● Task prompt: How many lines in the records contain the word "background"? Case counts, so reply with the number alone.

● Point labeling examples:
# # # # # # #
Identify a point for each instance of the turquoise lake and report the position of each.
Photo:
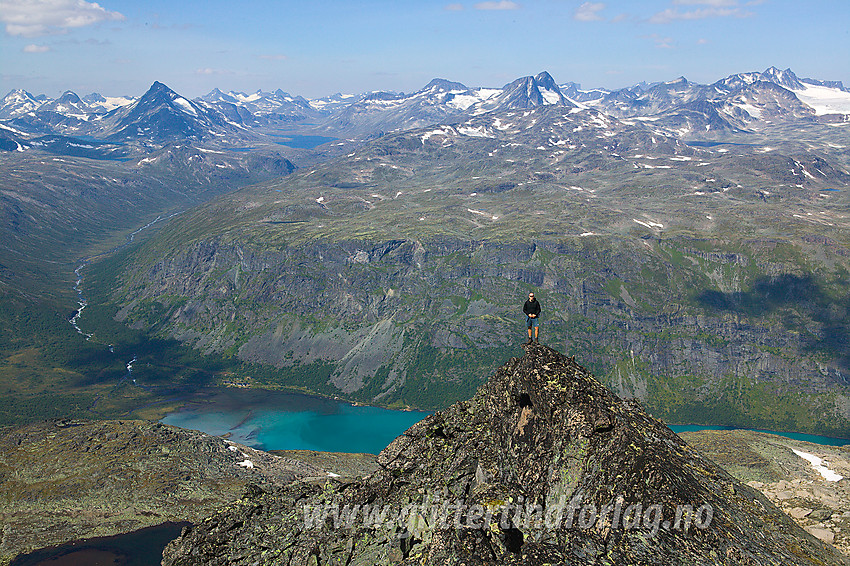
(278, 421)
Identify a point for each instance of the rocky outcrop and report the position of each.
(65, 480)
(644, 313)
(542, 466)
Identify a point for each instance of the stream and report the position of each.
(82, 303)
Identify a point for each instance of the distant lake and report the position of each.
(303, 142)
(813, 438)
(270, 420)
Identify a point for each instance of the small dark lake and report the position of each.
(138, 548)
(303, 142)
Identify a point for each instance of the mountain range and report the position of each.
(689, 239)
(741, 102)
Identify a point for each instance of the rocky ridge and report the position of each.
(66, 480)
(543, 465)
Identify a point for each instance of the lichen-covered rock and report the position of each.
(542, 466)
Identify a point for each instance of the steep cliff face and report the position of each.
(542, 466)
(699, 330)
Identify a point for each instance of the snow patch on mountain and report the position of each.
(825, 100)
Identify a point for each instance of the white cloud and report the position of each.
(33, 48)
(589, 12)
(500, 5)
(715, 10)
(32, 18)
(662, 42)
(706, 2)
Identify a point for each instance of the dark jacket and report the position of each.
(531, 307)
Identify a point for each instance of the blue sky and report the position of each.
(315, 48)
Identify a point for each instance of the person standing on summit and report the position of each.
(531, 308)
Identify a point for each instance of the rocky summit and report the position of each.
(542, 466)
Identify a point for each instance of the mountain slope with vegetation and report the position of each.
(710, 282)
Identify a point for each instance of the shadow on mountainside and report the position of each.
(797, 301)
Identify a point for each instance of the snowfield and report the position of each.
(825, 100)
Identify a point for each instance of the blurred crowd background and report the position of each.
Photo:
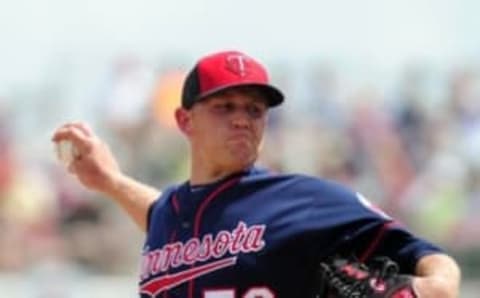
(403, 132)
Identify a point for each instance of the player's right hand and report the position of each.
(93, 164)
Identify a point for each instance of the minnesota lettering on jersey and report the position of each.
(242, 239)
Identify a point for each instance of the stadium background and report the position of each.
(382, 95)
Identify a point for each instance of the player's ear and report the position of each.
(184, 120)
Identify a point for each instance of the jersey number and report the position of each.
(256, 292)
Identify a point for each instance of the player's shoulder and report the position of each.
(299, 183)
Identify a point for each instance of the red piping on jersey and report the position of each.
(376, 241)
(175, 205)
(198, 216)
(172, 238)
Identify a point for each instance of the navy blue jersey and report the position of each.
(256, 234)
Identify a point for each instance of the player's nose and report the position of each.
(241, 118)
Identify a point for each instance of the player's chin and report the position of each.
(243, 154)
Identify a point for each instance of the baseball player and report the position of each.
(234, 230)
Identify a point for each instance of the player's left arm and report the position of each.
(437, 275)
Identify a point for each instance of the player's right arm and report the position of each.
(97, 169)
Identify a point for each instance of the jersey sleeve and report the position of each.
(364, 230)
(161, 200)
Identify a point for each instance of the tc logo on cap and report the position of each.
(237, 64)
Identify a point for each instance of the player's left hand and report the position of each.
(93, 162)
(348, 278)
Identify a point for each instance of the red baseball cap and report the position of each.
(220, 71)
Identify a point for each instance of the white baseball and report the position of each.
(66, 152)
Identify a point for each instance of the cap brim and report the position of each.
(273, 95)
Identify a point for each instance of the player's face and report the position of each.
(227, 128)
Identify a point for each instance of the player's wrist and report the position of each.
(434, 286)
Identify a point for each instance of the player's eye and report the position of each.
(255, 111)
(224, 108)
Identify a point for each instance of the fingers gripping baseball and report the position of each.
(348, 278)
(86, 156)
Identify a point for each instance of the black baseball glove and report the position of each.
(347, 278)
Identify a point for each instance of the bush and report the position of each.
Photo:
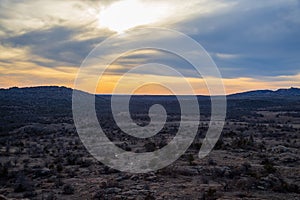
(68, 189)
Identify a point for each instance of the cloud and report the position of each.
(249, 42)
(264, 35)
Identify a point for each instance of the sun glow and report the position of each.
(127, 14)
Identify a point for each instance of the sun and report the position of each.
(126, 14)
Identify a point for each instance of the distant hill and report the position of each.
(51, 104)
(282, 93)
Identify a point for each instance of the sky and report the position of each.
(256, 45)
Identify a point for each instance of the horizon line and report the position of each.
(107, 94)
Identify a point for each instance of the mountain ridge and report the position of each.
(292, 91)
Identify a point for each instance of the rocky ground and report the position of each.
(42, 157)
(250, 161)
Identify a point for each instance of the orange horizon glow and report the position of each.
(65, 76)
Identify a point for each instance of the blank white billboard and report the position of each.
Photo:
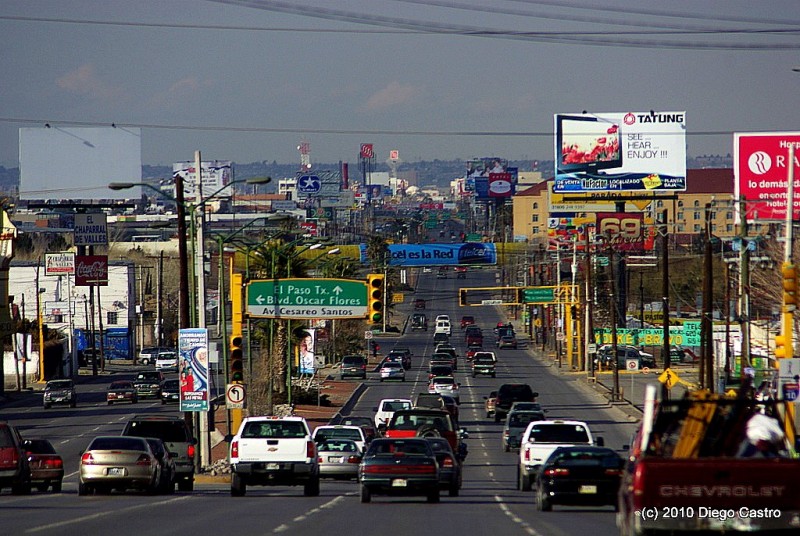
(78, 163)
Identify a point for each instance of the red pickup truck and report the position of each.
(707, 463)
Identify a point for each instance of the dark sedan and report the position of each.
(47, 467)
(579, 476)
(403, 466)
(450, 477)
(121, 391)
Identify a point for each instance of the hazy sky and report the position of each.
(249, 80)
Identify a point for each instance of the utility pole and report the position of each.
(665, 298)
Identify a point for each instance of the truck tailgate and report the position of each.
(260, 450)
(715, 493)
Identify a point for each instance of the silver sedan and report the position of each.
(338, 458)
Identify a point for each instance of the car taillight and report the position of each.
(556, 472)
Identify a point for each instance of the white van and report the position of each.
(443, 326)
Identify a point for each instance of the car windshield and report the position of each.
(117, 443)
(559, 433)
(384, 447)
(323, 434)
(278, 429)
(169, 431)
(338, 445)
(396, 406)
(584, 458)
(59, 384)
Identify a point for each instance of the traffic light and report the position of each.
(375, 293)
(789, 286)
(236, 360)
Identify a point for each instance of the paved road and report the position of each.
(488, 503)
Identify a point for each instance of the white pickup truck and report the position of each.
(542, 438)
(274, 451)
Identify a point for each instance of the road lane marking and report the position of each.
(98, 515)
(516, 519)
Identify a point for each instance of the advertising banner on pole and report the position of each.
(193, 369)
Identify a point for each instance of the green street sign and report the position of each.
(307, 298)
(539, 295)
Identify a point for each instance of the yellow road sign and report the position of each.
(669, 378)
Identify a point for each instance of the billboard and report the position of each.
(193, 369)
(760, 171)
(633, 151)
(215, 176)
(58, 162)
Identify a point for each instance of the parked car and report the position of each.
(116, 462)
(450, 473)
(399, 466)
(366, 424)
(121, 391)
(170, 391)
(353, 366)
(507, 341)
(15, 472)
(338, 458)
(339, 431)
(148, 384)
(445, 385)
(580, 476)
(624, 353)
(393, 370)
(46, 465)
(167, 361)
(515, 425)
(419, 322)
(59, 392)
(176, 435)
(168, 473)
(489, 404)
(510, 393)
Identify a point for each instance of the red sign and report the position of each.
(309, 227)
(627, 231)
(91, 270)
(760, 170)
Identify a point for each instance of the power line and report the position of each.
(298, 130)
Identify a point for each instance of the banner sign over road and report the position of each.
(307, 298)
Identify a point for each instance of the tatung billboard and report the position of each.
(761, 170)
(618, 152)
(216, 174)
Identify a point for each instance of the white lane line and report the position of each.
(98, 515)
(516, 519)
(316, 510)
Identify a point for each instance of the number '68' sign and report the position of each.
(627, 228)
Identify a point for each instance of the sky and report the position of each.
(249, 80)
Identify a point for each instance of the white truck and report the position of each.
(274, 451)
(542, 438)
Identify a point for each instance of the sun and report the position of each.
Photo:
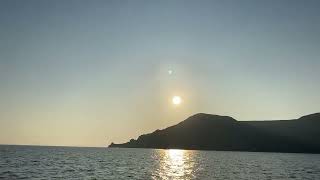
# # # # # # #
● The result: 2